__Data__.

***

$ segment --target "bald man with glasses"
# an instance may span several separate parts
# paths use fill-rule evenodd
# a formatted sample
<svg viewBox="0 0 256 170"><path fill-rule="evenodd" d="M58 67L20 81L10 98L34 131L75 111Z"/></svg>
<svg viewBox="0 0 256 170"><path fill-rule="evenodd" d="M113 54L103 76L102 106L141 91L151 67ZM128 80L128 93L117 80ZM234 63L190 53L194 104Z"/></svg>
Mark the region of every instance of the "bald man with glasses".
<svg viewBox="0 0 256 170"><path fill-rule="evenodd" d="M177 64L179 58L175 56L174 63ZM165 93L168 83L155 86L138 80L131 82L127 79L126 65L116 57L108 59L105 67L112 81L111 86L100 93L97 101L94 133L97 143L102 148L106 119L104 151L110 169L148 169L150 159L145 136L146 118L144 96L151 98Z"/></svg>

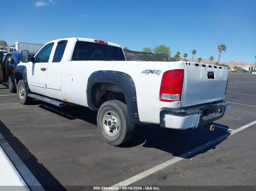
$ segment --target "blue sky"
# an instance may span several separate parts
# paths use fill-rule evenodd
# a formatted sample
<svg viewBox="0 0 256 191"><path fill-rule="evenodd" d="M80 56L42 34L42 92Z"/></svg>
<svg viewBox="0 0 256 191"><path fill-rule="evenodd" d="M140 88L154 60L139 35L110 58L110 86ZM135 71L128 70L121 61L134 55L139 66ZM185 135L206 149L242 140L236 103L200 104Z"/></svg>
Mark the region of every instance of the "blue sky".
<svg viewBox="0 0 256 191"><path fill-rule="evenodd" d="M255 62L255 0L11 2L1 5L2 11L10 12L2 14L0 39L9 45L84 37L138 51L163 44L172 56L179 51L188 58L194 49L195 58L216 60L217 46L224 43L227 48L221 61Z"/></svg>

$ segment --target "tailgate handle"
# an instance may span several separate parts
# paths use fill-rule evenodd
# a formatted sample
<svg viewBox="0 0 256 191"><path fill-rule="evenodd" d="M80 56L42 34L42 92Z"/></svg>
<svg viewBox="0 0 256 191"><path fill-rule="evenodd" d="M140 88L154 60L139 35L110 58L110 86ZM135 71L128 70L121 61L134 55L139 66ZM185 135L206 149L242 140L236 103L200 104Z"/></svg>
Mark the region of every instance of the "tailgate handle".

***

__Short problem__.
Rewrite all of the material above as a numbered list with one line per item, skipping blank lines and leaving out the pictures.

__Answer in full__.
1. $ segment --target "bald man with glasses"
2. # an instance may span several separate parts
3. # paths use fill-rule evenodd
4. # a formatted sample
5. <svg viewBox="0 0 256 170"><path fill-rule="evenodd" d="M58 67L20 81L10 98L34 131L75 111Z"/></svg>
6. <svg viewBox="0 0 256 170"><path fill-rule="evenodd" d="M113 54L103 76L102 106L141 91L151 67ZM128 80L128 93L117 80ZM234 63L190 53L194 104Z"/></svg>
7. Mark the region of every instance of the "bald man with glasses".
8. <svg viewBox="0 0 256 170"><path fill-rule="evenodd" d="M177 64L179 58L175 56L174 63ZM165 93L168 83L155 86L138 80L131 82L127 79L126 65L116 57L108 59L105 67L112 81L111 86L100 93L97 101L94 133L97 143L102 148L106 119L104 151L110 169L148 169L150 159L145 136L146 118L144 96L151 98Z"/></svg>
9. $ segment --target "blue sky"
10. # an instance may span several separate parts
11. # paths use fill-rule evenodd
12. # a formatted sample
13. <svg viewBox="0 0 256 191"><path fill-rule="evenodd" d="M80 56L42 34L42 92Z"/></svg>
14. <svg viewBox="0 0 256 191"><path fill-rule="evenodd" d="M140 88L154 60L139 35L110 58L110 86ZM135 71L128 70L121 61L134 55L139 66ZM185 135L206 149L242 140L236 103L200 104Z"/></svg>
15. Mark the region of every instance of the "blue sky".
16. <svg viewBox="0 0 256 191"><path fill-rule="evenodd" d="M255 62L255 0L11 2L1 5L2 11L10 12L2 14L0 39L9 45L84 37L138 51L163 44L172 56L179 51L188 58L194 49L195 58L216 60L217 46L224 43L227 48L221 61Z"/></svg>
17. $ segment --target "tailgate handle"
18. # an instance may span several separate parts
19. # paths use fill-rule evenodd
20. # a formatted sample
21. <svg viewBox="0 0 256 191"><path fill-rule="evenodd" d="M80 56L42 34L42 92Z"/></svg>
22. <svg viewBox="0 0 256 191"><path fill-rule="evenodd" d="M140 88L154 60L139 35L110 58L110 86ZM135 71L128 70L121 61L134 55L139 66ZM185 135L206 149L242 140L236 103L200 104Z"/></svg>
23. Mark the region of every instance of the "tailgate handle".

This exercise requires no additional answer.